TRECHO DO TEXTO
Por Juliane Guerreiro
“À época existia uma divisão entre brancos e negros e se quiséssemos entrar em um salão de baile não havia problema: podíamos apenas beber cerveja, dançar nem pensar. A discriminação racial era muito forte e nós, negros, tínhamos apenas uma saída, ter uma sociedade onde pudéssemos beber e dançar igual a todo mundo”.
Se engana quem pensa que a situação relatada por Luiz Paulo do Rosário a um jornal de Joinville se refere ao período da escravidão no Brasil. O depoimento retrata a cidade na década de 50, mais de 60 anos após a abolição, quando os negros ainda tinham a sua participação restrita nos tradicionais clubes de Joinville.

LISTA DE TAREFAS
1) Extraia do texto sobre Joinville, sem mudar nada, o trecho que abre com as palavras "Se engana quem" e fecha com "clubes de Joinville.".
2) Segundo o texto sobre Joinville, em que década se passa a situação contada no depoimento?
3) Prossiga com o texto sobre Joinville a partir da última frase mostrada.
As linhas são um material à parte, sem relação com o texto sobre Joinville.

DADOS
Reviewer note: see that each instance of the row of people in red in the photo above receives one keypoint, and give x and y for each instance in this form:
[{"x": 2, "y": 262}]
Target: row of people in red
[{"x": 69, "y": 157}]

RESPOSTAS DOS EXERCÍCIOS
1)
Se engana quem pensa que a situação relatada por Luiz Paulo do Rosário a um jornal de Joinville se refere ao período da escravidão no Brasil. O depoimento retrata a cidade na década de 50, mais de 60 anos após a abolição, quando os negros ainda tinham a sua participação restrita nos tradicionais clubes de Joinville.

2) Na década de 50.

3)
Neste contexto, a saída encontrada por Luiz Paulo, o Alegria, e outros sete amigos foi a criação da Sociedade Beneficente Kênia Clube Joinville, em 1960. “Ela surgiu da necessidade de nós, jovens da época, termos um ambiente de encontro. A segregação racial em Joinville era muito acentuada, nós não tínhamos acesso a outros clubes”, conta Alegria em depoimento disponível no Arquivo Histórico de Joinville. Luiz Fagundes de Oliveira, em entrevista à pesquisadora Maria da Consolação Osório, reafirma a segregação que fazia parte dos espaços naquela época. “Eu jogava no Floresta (time de futebol) e não podia dançar no Floresta (clube dançante) por causa da cor. Podia entrar no Floresta pra tomar uma cerveja porque eu jogava lá. Eles deixavam entrar para tomar uma cerveja, para ver os outros dançarem, mas enquanto a dançar, ao preto não era concedido”, destaca.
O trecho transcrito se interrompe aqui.